[Some records]
■ ■ ■ ■ ■ ■ ■
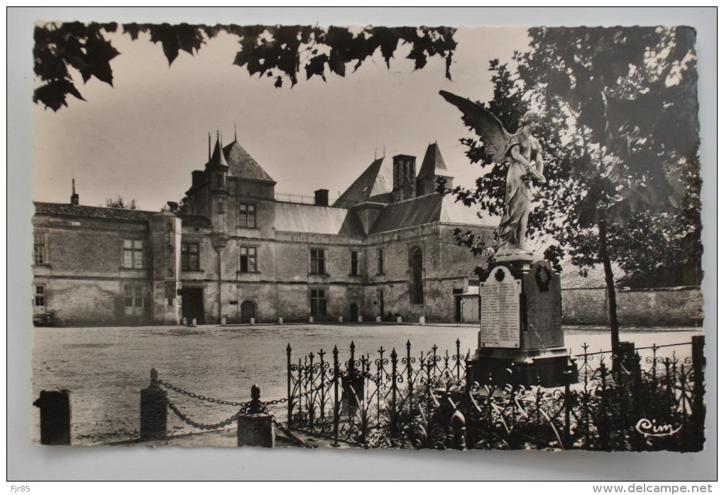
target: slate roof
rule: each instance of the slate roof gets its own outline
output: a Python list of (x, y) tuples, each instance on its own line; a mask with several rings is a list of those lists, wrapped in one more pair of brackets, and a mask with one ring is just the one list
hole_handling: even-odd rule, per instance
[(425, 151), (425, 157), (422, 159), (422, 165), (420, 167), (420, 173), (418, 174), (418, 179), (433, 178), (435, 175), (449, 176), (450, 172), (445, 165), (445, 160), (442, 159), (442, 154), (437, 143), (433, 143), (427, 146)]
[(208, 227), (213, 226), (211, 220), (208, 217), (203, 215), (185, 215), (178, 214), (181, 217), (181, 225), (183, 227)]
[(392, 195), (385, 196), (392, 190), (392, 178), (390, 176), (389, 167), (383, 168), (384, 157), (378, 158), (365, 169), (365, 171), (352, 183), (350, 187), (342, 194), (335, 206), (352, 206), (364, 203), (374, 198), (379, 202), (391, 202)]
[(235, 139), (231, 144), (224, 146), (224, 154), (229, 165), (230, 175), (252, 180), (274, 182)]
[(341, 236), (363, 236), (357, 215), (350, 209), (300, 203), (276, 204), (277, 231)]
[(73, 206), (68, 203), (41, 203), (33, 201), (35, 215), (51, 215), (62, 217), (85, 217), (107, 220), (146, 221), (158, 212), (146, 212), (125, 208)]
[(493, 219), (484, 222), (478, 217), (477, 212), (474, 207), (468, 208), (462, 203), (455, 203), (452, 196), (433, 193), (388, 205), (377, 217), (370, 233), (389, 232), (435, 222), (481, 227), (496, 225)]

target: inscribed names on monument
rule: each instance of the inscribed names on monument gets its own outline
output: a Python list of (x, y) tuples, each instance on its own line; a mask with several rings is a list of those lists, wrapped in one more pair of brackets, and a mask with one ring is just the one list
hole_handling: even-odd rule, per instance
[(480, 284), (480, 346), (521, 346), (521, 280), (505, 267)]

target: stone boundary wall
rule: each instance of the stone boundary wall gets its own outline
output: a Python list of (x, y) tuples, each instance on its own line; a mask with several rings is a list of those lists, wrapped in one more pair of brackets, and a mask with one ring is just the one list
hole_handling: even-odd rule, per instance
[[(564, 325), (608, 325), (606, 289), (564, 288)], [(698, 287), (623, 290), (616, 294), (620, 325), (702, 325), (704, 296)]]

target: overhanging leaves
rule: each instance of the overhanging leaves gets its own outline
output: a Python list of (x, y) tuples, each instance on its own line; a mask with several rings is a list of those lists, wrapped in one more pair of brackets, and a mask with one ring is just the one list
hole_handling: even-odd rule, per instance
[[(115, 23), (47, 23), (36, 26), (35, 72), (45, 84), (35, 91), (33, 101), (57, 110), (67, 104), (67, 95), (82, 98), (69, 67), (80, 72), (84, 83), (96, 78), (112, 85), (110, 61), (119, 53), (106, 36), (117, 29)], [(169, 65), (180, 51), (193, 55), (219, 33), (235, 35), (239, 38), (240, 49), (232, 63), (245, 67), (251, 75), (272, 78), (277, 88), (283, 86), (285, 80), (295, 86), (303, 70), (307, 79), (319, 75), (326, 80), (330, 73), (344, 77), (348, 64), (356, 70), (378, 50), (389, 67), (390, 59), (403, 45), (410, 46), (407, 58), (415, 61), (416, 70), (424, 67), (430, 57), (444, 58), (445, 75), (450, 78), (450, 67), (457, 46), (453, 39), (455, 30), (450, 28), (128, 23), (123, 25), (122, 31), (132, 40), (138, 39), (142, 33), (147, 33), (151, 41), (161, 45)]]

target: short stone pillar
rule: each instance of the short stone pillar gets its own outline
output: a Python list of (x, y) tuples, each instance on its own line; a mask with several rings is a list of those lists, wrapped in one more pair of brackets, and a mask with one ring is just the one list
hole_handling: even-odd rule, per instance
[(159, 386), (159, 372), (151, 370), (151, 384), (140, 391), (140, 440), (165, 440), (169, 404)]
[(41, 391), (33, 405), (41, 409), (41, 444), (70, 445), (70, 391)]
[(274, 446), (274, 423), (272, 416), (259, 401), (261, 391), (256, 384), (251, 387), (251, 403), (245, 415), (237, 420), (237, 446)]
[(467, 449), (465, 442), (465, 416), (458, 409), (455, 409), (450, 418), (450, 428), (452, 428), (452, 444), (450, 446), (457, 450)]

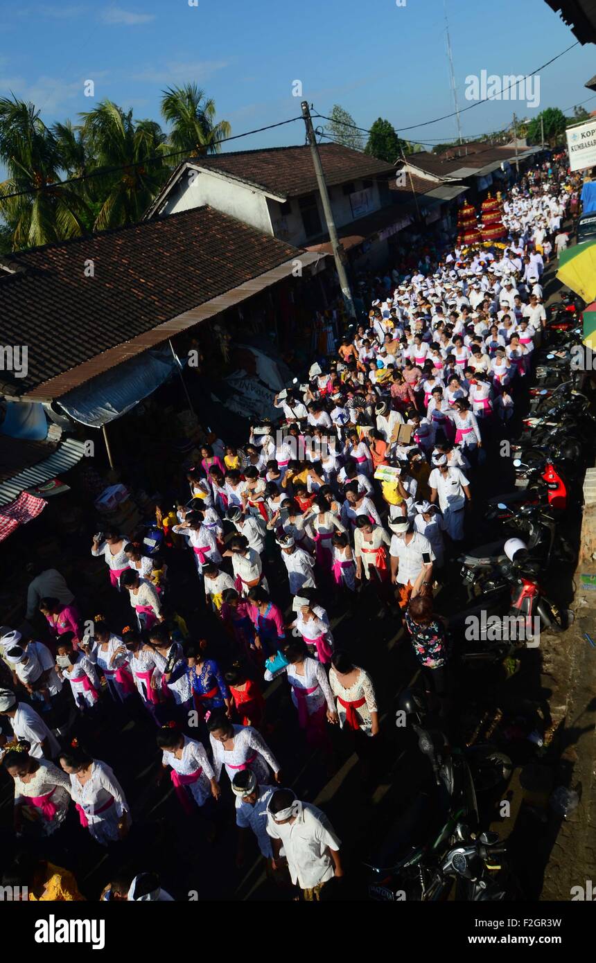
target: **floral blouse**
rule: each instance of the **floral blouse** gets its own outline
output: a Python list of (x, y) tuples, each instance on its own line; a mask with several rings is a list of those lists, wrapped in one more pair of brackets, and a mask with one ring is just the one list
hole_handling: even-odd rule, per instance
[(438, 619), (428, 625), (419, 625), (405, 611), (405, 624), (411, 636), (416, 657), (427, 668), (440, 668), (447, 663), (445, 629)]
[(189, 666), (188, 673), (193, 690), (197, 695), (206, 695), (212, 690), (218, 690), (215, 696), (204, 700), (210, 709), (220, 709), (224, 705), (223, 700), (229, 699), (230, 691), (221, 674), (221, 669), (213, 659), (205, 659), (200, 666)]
■ ■ ■ ■ ■ ■ ■
▶ **Exercise aim**:
Starting at the beginning of the records and ending with the line that contains "225), (183, 227)]", rewrite those lines with their requests and add 6 to every coordinate in the answers. Leave the pictures out of your answer.

▶ **Answer for this exercise**:
target: slate roof
rule: each instance of the slate roof gets its own outline
output: a Python list of (x, y) tuples, each instance on its own line; a mask with several rings is a list of those lists, wrapped in one more pair of brackets, and a mask with one ring is just the one list
hole_handling: even-odd rule, per instance
[(431, 157), (431, 163), (428, 165), (428, 171), (426, 173), (426, 179), (424, 180), (424, 185), (439, 184), (441, 181), (455, 182), (456, 178), (451, 171), (451, 166), (448, 165), (448, 160), (443, 149), (439, 149), (433, 152)]
[(214, 233), (219, 232), (217, 226), (214, 223), (209, 221), (191, 221), (184, 220), (187, 223), (187, 231), (189, 233)]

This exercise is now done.